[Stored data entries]
▽
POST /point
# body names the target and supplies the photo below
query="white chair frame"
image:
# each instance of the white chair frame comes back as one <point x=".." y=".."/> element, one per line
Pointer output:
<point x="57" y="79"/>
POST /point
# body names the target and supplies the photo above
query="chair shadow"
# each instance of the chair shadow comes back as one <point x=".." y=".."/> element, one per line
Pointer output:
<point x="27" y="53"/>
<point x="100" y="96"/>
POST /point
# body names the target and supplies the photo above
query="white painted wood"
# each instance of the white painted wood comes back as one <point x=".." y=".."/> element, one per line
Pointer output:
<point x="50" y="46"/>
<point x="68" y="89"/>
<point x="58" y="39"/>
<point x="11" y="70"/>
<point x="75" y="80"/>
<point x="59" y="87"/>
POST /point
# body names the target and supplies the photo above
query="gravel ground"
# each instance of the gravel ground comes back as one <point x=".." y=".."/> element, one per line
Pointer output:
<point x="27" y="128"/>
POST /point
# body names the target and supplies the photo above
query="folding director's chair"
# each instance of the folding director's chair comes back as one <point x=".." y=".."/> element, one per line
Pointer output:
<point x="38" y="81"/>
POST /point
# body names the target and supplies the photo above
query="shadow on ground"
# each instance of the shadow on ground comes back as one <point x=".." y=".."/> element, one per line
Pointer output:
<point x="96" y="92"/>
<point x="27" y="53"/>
△
▽
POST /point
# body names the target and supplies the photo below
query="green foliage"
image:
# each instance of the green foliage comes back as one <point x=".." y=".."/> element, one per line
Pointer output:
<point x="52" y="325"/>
△
* **To do**:
Reproduce each line of the records in which "ground" appears.

* **Response for this exercise**:
query="gravel ground"
# each instance of the gravel ground comes back as one <point x=".." y=".."/> element, one per line
query="shadow on ground"
# each instance of the shadow on ground comes back as one <point x=".." y=".."/> element, one per line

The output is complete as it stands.